The day the animals got bodies: from a coloured box to a creature you can recognise
For most of its life, The Long Watch was a world of coloured boxes. Every animal in it, rabbit and fox and hawk and water-snake alike, drew as the same little cube, tinted and sized from its own genes so you could tell one from the next and never anything more. Then, in a single day, about forty species stood up as bodies.
The whole game leans on one act: you pick a single creature out of the herd, give it a name, and follow its line for as long as it lasts, its children and its children’s children and the day the last of them goes. All of that asks you to know one animal from another. A box makes a poor thing to know.
A body built the instant it’s born
A creature’s body isn’t painted on ahead of time. It’s assembled the moment the animal is born, out of two things: the shape its species carries, and the particular mix of genes that individual happened to inherit. The species gives you a fox or a snake or an owl; the genes make it this one.

> **Activity list**
a – Decide whether each statement agrees with the passage on creature bodies in The Long Watch, answering yes or no and quoting the words of the passage that settle it. (i) Before the change, every animal was drawn as the same little cube. (ii) A creature's body is painted on ahead of time. (iii) About forty species gained bodies in a single day.
b – Summarize the passage on creature bodies in The Long Watch in three sentences.
c – According to the passage on creature bodies in The Long Watch, what two things is a creature's body assembled from?

> **Dataset records**

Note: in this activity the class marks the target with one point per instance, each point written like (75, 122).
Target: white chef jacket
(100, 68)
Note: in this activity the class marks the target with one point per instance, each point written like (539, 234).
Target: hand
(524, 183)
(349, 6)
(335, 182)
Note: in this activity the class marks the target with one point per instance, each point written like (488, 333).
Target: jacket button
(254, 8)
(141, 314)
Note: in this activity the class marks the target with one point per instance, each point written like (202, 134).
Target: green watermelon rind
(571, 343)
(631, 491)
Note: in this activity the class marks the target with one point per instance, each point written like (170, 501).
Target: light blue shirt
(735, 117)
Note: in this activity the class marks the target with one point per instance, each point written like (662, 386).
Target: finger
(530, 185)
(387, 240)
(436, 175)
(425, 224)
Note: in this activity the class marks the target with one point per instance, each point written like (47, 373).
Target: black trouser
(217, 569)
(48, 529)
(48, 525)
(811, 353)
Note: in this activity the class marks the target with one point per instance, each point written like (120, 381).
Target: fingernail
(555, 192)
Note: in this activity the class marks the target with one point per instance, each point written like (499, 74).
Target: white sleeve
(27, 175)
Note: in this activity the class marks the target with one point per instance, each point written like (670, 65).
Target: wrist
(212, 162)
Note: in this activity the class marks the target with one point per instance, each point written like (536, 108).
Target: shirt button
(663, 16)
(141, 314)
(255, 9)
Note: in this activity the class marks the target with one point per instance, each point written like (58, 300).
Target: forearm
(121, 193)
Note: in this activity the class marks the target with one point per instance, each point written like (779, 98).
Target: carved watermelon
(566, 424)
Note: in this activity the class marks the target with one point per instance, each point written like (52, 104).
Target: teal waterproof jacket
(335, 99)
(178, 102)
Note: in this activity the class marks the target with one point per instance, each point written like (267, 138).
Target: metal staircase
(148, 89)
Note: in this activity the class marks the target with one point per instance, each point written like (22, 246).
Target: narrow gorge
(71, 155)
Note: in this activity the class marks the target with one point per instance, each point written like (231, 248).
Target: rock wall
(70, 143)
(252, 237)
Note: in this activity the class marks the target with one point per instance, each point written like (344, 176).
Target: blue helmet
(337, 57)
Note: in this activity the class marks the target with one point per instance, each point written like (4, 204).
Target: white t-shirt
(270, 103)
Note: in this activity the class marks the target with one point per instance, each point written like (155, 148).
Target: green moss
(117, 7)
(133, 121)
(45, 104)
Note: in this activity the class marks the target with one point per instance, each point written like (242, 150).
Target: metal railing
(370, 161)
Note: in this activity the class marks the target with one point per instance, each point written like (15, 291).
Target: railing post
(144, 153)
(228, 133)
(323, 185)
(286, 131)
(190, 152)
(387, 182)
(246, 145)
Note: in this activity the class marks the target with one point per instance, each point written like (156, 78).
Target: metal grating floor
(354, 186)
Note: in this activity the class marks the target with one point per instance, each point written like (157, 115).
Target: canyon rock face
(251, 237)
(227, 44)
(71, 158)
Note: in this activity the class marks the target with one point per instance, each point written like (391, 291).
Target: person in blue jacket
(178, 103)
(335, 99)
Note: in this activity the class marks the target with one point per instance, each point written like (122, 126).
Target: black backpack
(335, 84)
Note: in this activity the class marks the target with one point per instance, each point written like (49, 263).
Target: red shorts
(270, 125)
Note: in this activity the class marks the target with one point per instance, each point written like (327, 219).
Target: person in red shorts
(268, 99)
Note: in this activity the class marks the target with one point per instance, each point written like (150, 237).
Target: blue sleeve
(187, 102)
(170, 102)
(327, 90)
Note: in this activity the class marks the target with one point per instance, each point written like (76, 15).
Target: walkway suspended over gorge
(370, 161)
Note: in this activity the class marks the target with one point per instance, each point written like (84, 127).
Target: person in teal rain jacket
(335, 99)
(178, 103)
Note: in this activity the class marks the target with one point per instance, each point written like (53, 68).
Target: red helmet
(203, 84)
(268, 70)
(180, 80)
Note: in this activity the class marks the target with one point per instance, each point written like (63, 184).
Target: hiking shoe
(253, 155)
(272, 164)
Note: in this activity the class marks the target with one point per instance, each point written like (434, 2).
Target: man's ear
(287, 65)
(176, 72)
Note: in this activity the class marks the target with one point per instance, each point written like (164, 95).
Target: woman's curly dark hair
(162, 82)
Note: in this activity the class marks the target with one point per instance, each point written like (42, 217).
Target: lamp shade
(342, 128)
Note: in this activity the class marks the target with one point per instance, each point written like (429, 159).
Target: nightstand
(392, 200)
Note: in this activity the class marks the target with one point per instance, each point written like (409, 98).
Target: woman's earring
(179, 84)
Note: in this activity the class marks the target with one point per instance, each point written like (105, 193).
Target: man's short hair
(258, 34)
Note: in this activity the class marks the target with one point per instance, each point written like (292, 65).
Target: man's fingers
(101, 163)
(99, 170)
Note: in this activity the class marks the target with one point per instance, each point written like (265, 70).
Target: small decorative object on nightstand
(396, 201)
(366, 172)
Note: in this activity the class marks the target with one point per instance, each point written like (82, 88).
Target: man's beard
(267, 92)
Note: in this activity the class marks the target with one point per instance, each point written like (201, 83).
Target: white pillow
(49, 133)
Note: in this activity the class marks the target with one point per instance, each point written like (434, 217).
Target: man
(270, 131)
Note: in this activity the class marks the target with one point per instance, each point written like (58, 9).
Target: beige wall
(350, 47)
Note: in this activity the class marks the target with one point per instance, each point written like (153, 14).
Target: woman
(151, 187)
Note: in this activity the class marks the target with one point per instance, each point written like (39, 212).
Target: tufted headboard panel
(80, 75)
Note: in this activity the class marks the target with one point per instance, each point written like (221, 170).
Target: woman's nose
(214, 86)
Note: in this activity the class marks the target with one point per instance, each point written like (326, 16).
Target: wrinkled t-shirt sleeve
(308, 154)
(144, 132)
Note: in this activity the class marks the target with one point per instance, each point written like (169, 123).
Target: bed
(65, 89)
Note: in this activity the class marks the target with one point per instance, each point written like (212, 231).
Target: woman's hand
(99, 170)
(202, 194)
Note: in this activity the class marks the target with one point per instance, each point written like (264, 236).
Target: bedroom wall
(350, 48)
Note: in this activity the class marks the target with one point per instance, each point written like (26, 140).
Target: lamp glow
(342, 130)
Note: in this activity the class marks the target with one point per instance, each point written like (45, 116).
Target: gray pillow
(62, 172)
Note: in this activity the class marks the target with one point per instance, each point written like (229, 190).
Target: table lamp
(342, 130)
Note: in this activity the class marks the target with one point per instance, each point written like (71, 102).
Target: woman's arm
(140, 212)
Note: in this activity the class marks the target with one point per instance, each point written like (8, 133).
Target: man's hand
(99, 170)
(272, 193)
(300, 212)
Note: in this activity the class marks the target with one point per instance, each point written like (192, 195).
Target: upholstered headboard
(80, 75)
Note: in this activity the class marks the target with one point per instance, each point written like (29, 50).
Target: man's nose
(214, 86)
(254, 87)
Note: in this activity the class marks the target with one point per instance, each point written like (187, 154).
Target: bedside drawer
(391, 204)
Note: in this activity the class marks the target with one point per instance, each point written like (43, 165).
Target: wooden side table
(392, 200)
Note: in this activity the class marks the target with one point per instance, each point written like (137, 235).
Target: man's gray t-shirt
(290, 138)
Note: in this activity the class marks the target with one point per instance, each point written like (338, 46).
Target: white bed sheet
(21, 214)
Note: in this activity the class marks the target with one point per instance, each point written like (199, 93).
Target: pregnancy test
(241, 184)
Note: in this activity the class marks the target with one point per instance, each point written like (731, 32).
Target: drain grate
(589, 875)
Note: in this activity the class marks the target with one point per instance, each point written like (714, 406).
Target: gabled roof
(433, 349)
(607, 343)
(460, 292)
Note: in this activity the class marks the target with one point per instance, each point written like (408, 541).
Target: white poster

> **Expected responses**
a –
(i) Yes: "Every animal in it, rabbit and fox and hawk and water-snake alike, drew as the same little cube"
(ii) No: "A creature’s body isn’t painted on ahead of time."
(iii) Yes: "Then, in a single day, about forty species stood up as bodies."

b – In The Long Watch, every animal was once drawn as an identical little cube, tinted and sized from its genes, until about forty species gained bodies in a single day. The game centers on picking one creature, naming it, and following its line, which requires knowing one animal from another. Each body is assembled when the animal is born, from the shape its species carries and the genes that individual inherited.

c – The shape its species carries and the particular mix of genes that individual happened to inherit.